- Brontekst:
────

Drie maanden voorwaardelijk, dat was de eis van het OM tegen Albert Heringa op 24 september. Hij hielp zijn moeder met sterven. Henk Manschot was deskundige in de zaak.”Ik zie het het als een daad van burgerlijke moed.”

 
Emeritus hoogleraar filosofie en ethiek Manschot is net thuis na de tweede procesdag als we hem bellen. Hij is onder de indruk en heeft even tijd nodig om deze dag en de eis te verwerken.

Wat maakte vooral indruk?

Manschot: “De zaak tegen Albert Heringa wijst op een morele impasse. De wet die hulp bij zelfdoding door niet-medici strafbaar stelt, loopt achter bij morele ontwikkelingen in de samenleving. Die morele ontwikkeling moet je serieus nemen, want nu ontstaat een te grote spanning tussen de wet en de praktijk.”

Het Openbaar Ministerie zet in op normhandhaving, advocaat Anker zet juist in op de normontwikkeling. Anker zette deze zaak in breder maatschappelijk en ethisch perspectief en verwees ook naar andere zaken waar de wet te knellend was geworden om aan morele ontwikkelingen te kunnen voldoen.”

Wat vindt u van de rechtszaak?

Manschot: “Het positieve van de aanklacht is dat de morele verschuiving over het levenseinde door een rechter wordt getoetst. Maar de aanpak van het OM is daarbij niet erg behulpzaam. Met het strikte pleidooi voor de strafbaarheid van Heringa volgens de wet, zetten ze zichzelf klem. Ze kunnen daarom niet op de echte zaak ingaan: wat doen we als de wet zelf een moreel dilemma creëert ?”

Wat vindt u van de argumentatie van het OM?

Manschot: “Het OM gebruikte in zijn conclusie een opvallend argument: de bescherming van het leven is een belangrijke gemeenschapswaarde die boven de individuele autonomie uit gaat. Hoewel het OM primair pleitte voor handhaving van de wet, kwam dit punt er terloops bij. Het wijst op de noodzaak voor een principieel debat.”

────

Opgeslagen items
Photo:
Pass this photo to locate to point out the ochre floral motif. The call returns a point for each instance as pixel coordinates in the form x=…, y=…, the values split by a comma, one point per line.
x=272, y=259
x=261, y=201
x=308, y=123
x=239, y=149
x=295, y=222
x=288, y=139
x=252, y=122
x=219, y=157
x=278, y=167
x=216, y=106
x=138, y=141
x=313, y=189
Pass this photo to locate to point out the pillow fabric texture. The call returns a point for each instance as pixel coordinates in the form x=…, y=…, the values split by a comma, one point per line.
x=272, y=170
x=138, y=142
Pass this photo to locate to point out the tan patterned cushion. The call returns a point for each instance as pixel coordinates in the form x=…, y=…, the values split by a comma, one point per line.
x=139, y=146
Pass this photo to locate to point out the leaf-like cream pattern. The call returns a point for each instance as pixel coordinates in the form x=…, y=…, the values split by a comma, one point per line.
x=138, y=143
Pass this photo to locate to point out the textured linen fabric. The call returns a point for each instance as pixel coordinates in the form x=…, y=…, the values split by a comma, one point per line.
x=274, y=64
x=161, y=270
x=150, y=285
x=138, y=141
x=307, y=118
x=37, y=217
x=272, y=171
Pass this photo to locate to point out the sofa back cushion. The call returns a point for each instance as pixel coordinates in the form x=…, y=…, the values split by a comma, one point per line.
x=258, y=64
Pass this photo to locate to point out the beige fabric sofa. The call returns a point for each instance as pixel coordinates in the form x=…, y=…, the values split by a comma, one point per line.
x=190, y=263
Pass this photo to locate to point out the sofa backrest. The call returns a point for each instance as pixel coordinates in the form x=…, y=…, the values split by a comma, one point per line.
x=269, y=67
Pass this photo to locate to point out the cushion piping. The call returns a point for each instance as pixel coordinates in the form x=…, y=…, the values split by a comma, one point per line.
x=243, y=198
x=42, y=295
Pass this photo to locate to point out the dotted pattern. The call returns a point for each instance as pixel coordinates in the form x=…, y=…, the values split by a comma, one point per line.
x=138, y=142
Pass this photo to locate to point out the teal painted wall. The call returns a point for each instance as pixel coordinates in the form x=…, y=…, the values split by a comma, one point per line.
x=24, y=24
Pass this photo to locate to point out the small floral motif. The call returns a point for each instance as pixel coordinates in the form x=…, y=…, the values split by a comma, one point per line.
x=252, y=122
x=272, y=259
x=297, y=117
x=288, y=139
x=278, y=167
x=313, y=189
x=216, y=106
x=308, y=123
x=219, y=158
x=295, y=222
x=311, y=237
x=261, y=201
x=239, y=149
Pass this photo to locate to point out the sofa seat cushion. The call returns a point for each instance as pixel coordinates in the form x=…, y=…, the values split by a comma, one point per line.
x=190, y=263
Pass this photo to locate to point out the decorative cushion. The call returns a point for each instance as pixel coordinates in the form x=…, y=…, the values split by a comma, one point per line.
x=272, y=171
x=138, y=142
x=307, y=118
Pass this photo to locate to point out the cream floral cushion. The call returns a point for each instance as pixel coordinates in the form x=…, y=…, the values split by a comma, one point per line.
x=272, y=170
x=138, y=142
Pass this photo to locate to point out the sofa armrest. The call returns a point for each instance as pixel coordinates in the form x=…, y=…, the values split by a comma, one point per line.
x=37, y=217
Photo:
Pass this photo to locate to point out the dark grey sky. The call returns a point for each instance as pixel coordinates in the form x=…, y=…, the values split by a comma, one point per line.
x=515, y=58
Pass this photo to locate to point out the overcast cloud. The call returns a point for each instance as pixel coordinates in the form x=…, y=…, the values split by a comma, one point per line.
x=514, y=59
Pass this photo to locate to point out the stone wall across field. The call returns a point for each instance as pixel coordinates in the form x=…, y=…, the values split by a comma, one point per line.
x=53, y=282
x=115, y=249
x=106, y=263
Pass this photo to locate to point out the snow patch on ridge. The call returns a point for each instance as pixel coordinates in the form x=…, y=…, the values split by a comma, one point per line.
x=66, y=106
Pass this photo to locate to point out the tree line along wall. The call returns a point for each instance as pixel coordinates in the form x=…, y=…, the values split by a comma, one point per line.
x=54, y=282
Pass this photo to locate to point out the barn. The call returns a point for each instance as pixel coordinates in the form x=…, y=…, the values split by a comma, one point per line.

────

- Opdracht: Schrijf het interview over de zaak-Heringa verder, aansluitend op de laatste zin ervan. De items houden geen verband met het interview.

- Uitgewerkte opgave:
Op welke uitkomst hoopt u?

Manschot: “We hebben er in Nederland voor gekozen om euthanasie bij wet te regelen. Er moet dan ook binnen de wet een oplossing komen voor mensen die hun leven voltooid achten. Het pleidooi van de NVVE en het Humanistisch Verbond om Artikel 294.2 – de strafbaarstelling van hulp bij zelfdoding door niet medici – te schrappen, draagt bij aan het brede maatschappelijke gesprek over wat ‘goed sterven’ nu inhoudt. Ook de wet en de aanpassing van de wet staan in dienst daarvan.”

Wat is de rol van de arts bij voltooid leven?

Manschot: “Ik maak onderscheid tussen diagnose en uitvoering. De diagnose van voltooid leven is geen medische aangelegenheid, maar een levensbeschouwelijke en persoonlijke. Waarom geen diagnostisch team met geestelijk verzorgers, psychologen en anderen? Vanwege de zorgvuldigheid zou ik de uitvoering van de laatste stervenshulp bij voorkeur aan een arts overlaten. Je wilt toch niet dat mensen moeten gaan knutselen met dodelijke middelen.”

Mag iemand de wet overtreden als hij daar morele overwegingen voor heeft?

Manschot: “Je moet dat per casus bekijken. In dit geval vind ik het principe `het recht volgt de moraal’ belangrijk. Enquêtes en debatten over hulp bij zelfdoding zijn daarom zinnig en belangrijk: ze wijzen op verschuivingen in onze gezamenlijke moraal waar de wet nu op achterloopt. Heringa heeft de wet dan ook niet willekeurig overtreden. Ik zie het als daad van burgerlijke moed.”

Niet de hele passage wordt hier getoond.